START Data for this task
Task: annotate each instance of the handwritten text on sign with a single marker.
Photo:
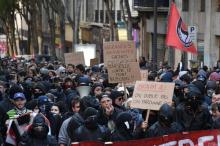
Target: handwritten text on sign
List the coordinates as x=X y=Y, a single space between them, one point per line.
x=151 y=95
x=123 y=72
x=74 y=58
x=123 y=51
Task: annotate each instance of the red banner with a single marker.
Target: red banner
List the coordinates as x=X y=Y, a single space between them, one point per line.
x=177 y=33
x=197 y=138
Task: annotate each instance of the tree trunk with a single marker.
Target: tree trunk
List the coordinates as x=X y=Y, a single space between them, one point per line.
x=62 y=36
x=52 y=37
x=40 y=25
x=129 y=22
x=78 y=12
x=113 y=26
x=34 y=36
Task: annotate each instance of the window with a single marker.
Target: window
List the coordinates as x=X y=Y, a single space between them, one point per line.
x=185 y=5
x=96 y=15
x=202 y=7
x=101 y=16
x=118 y=15
x=218 y=6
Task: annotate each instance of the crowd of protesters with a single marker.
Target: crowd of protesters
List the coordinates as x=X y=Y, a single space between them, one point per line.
x=71 y=103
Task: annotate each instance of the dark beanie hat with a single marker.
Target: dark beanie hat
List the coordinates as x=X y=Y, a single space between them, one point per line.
x=96 y=85
x=123 y=117
x=114 y=94
x=211 y=85
x=14 y=89
x=103 y=95
x=41 y=87
x=90 y=112
x=42 y=100
x=199 y=85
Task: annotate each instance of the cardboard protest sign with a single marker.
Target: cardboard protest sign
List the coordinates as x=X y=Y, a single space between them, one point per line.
x=123 y=72
x=74 y=58
x=151 y=95
x=144 y=75
x=121 y=51
x=94 y=61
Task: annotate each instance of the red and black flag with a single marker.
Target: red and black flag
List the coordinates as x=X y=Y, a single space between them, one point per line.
x=177 y=34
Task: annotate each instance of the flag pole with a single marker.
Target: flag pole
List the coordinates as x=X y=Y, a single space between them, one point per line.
x=154 y=48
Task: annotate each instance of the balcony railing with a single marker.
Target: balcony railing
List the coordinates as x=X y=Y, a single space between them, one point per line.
x=147 y=5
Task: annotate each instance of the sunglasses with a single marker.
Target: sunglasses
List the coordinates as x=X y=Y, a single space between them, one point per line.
x=120 y=99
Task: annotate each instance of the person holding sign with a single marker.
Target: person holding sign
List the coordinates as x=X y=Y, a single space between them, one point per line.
x=165 y=124
x=193 y=114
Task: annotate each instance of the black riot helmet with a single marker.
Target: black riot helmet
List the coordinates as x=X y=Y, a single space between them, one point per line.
x=165 y=115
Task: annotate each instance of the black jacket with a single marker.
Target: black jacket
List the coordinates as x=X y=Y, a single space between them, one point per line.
x=99 y=134
x=193 y=120
x=157 y=130
x=27 y=140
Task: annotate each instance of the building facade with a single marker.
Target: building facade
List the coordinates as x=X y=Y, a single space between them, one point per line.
x=204 y=15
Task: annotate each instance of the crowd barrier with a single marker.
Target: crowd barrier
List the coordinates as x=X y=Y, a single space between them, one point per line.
x=196 y=138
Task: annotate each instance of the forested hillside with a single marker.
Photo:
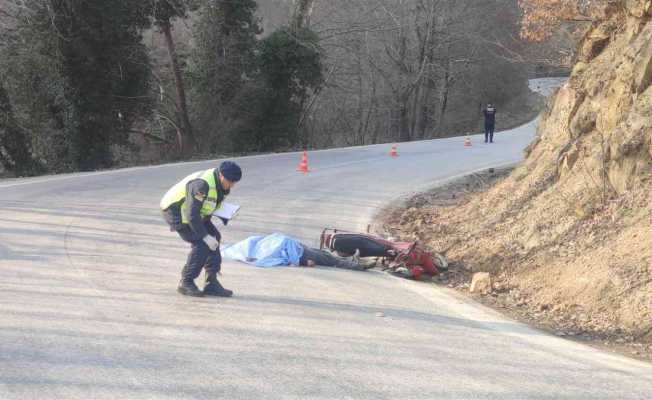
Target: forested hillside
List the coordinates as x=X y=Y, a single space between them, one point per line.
x=94 y=84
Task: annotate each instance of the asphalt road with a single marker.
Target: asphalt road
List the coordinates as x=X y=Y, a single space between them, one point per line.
x=88 y=307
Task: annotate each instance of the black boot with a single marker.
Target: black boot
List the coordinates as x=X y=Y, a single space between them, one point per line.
x=188 y=288
x=214 y=288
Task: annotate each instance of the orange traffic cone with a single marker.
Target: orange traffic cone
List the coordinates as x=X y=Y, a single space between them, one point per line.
x=467 y=142
x=303 y=165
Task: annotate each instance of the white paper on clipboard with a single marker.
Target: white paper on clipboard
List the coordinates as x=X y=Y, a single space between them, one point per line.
x=227 y=210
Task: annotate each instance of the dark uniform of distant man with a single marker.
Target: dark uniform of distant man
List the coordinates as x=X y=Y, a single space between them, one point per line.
x=489 y=122
x=188 y=207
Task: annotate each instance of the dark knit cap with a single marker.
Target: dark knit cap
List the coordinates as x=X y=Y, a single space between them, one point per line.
x=231 y=171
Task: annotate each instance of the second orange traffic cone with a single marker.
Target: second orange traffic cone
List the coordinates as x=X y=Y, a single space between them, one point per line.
x=303 y=165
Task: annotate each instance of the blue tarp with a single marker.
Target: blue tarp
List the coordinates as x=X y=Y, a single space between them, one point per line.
x=266 y=251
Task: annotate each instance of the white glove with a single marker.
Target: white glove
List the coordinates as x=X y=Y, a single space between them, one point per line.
x=211 y=242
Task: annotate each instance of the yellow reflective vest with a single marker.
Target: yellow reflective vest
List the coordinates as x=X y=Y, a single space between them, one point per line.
x=177 y=194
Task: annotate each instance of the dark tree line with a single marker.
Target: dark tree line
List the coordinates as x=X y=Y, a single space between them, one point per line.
x=78 y=81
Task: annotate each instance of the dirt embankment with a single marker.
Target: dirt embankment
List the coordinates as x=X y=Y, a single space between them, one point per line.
x=566 y=234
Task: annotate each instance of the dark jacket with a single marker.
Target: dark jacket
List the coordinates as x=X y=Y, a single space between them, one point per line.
x=489 y=115
x=196 y=191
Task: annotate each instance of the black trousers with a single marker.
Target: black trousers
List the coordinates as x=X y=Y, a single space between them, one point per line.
x=200 y=255
x=489 y=132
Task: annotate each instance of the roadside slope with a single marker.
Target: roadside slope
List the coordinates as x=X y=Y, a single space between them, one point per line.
x=568 y=229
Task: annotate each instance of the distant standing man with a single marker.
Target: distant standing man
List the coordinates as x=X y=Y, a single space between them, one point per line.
x=489 y=122
x=188 y=207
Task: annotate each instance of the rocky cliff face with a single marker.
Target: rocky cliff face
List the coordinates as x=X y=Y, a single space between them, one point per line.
x=571 y=228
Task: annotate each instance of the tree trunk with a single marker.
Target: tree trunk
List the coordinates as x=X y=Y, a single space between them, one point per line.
x=302 y=13
x=185 y=135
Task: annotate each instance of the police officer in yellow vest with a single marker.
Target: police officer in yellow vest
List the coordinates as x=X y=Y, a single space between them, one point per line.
x=187 y=207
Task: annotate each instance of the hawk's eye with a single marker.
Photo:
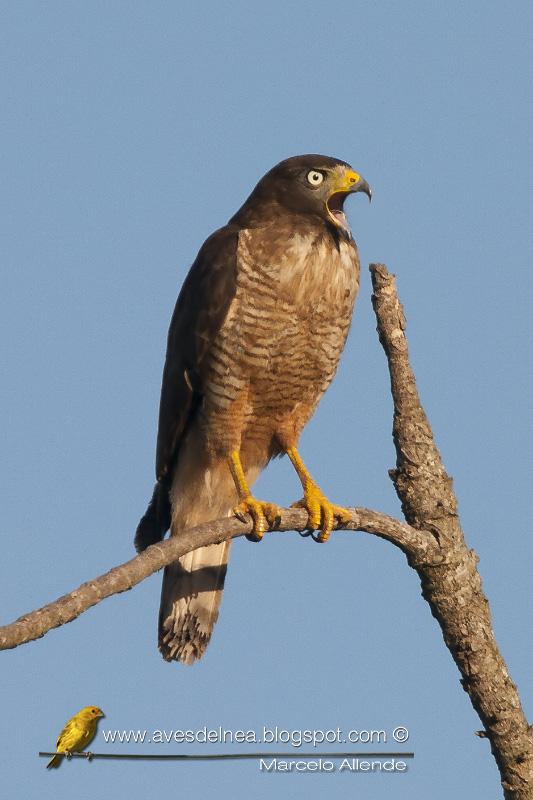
END Data for this task
Your task =>
Please rewrite only the lines of the listing between the line holding "Task: annotate each instance of the flag" and the line holding "x=165 y=115", inclusive, with the requests unchanged. Shift each answer coordinate by adding 84 to every x and y value.

Written response =>
Task: annotate each instance of the flag pole with a single marker.
Target: flag pole
List the coordinates as x=X y=Y, a single space between them, one point per line.
x=238 y=132
Task: annotate each instance of the balcony railing with a single marker.
Target: balcony railing
List the coordinates as x=X y=Y, a single space between them, one point per line.
x=231 y=89
Task: annotate each instance of the sunglasses with a single marker.
Target: sunglasses
List the coordinates as x=X y=Y, a single space between them, one point per line.
x=204 y=183
Task: annotate each instance of the person holding sign with a single marker.
Target: person holding sign
List the coordinates as x=X y=Y, a single space between them, one point per line.
x=249 y=208
x=277 y=198
Task: annotate each instance of the black riot helmet with a single marker.
Target: black riot helmet
List the coordinates as x=X y=Y, a single space between them, one point per line.
x=249 y=199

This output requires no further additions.